PROBLEM: Retype exactly the line holding "field and record integer pixel coordinates." and each line that follows, down to the last one. Exclude pictures.

[Pointing dataset excerpts]
----

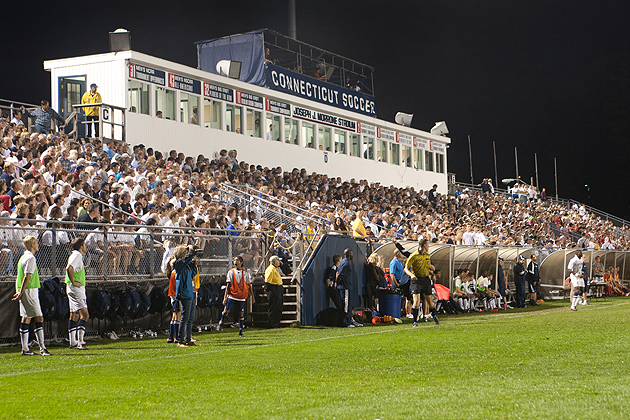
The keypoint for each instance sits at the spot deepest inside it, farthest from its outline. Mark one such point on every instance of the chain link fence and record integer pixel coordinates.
(118, 252)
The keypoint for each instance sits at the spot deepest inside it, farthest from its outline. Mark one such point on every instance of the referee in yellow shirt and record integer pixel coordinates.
(419, 267)
(91, 113)
(273, 287)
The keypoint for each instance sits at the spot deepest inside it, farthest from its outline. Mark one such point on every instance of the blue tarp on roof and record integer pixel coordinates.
(248, 48)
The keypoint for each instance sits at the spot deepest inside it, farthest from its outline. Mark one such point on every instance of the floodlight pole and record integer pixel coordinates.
(470, 156)
(536, 164)
(555, 169)
(496, 174)
(292, 20)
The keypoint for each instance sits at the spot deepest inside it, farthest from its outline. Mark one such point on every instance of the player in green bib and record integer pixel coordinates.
(75, 289)
(27, 292)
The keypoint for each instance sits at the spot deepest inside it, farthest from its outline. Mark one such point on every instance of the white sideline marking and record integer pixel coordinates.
(494, 317)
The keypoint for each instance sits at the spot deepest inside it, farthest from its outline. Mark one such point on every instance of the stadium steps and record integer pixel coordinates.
(290, 306)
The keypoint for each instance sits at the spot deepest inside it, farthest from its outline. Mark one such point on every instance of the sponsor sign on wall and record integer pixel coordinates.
(249, 99)
(147, 74)
(277, 107)
(218, 92)
(322, 118)
(184, 83)
(306, 87)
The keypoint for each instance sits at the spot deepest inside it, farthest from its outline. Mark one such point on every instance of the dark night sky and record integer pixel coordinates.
(548, 77)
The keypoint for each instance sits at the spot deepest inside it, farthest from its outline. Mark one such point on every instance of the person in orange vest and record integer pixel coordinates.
(237, 290)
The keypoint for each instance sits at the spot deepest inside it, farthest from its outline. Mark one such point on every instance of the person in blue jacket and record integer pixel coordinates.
(185, 287)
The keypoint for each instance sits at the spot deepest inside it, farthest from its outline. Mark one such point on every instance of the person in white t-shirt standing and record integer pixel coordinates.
(77, 299)
(577, 280)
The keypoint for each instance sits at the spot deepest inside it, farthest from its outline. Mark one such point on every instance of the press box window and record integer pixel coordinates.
(308, 135)
(165, 103)
(406, 156)
(395, 153)
(354, 145)
(234, 118)
(138, 97)
(324, 139)
(381, 151)
(272, 128)
(189, 108)
(290, 130)
(418, 158)
(368, 148)
(340, 142)
(428, 161)
(439, 163)
(253, 123)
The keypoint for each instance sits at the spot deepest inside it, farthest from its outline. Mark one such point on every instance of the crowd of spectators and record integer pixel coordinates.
(51, 178)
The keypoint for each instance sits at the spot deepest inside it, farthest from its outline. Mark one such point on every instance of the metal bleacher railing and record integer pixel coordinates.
(617, 221)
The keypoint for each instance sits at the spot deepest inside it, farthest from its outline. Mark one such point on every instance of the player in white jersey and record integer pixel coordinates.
(75, 288)
(577, 280)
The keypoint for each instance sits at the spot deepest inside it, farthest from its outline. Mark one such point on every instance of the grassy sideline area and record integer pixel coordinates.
(544, 362)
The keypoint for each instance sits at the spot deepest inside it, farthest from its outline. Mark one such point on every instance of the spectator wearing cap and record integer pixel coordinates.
(91, 113)
(519, 281)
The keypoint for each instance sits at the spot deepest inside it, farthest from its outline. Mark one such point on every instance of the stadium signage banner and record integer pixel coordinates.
(366, 130)
(250, 100)
(404, 139)
(147, 74)
(183, 83)
(436, 147)
(326, 119)
(420, 143)
(385, 134)
(218, 92)
(306, 87)
(277, 107)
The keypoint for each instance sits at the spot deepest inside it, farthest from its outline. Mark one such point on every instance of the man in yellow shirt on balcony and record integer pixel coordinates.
(91, 113)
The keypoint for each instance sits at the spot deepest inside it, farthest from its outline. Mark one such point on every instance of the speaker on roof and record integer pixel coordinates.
(229, 68)
(439, 129)
(403, 119)
(119, 40)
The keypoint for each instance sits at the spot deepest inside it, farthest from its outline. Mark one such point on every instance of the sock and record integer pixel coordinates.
(24, 336)
(39, 332)
(72, 329)
(81, 331)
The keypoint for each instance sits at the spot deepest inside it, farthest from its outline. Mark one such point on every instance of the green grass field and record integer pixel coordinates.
(541, 363)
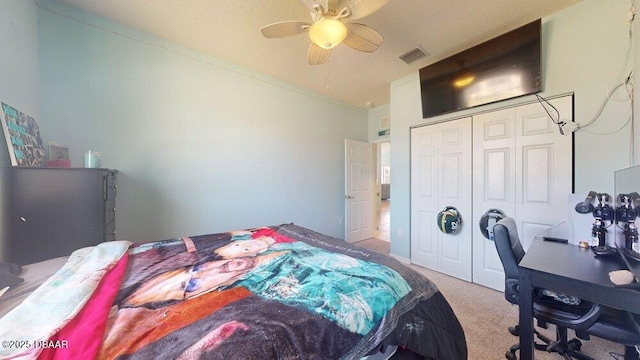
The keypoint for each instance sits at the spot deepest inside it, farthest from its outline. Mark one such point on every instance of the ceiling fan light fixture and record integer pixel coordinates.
(327, 32)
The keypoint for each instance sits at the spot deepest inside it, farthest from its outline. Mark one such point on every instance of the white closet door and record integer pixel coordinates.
(494, 139)
(522, 166)
(440, 177)
(544, 169)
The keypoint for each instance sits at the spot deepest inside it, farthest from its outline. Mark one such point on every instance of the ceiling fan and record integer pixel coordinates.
(331, 26)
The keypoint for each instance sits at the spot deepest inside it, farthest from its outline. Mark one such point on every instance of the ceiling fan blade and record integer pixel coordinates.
(284, 29)
(361, 8)
(363, 38)
(312, 6)
(318, 55)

----

EXERCISE SOLUTION:
The keypoint for each instance sits at the spot deepest inside it, farthest from its outline. Mark one such point on every instance of the green grass field and record integer pixel coordinates.
(541, 363)
The keypoint for each instance sits at the spot deepest inside it, farthest from its outline. Mark one such point on every instance of the ceiling fan light fixture and record integer pixel coordinates.
(327, 32)
The keypoint for each instance sits at the spot deepest inside it, farthest from its outline. Mark one such point on every instance of the white closet door and record integer pixel coordinates.
(494, 139)
(522, 166)
(440, 177)
(544, 169)
The keypoint for each instance sits at the spot deepest inside it, farthest from its outline. Mark one such point on every instance of the ceiling fan and record integer pixel coordinates.
(331, 26)
The keypoint for each instance sits at the spot deepest inside it, farthest from its outline. Mark one such point on every instance of the ceiling fan blade and record integer pixel coordinates.
(284, 29)
(361, 8)
(363, 38)
(312, 6)
(318, 55)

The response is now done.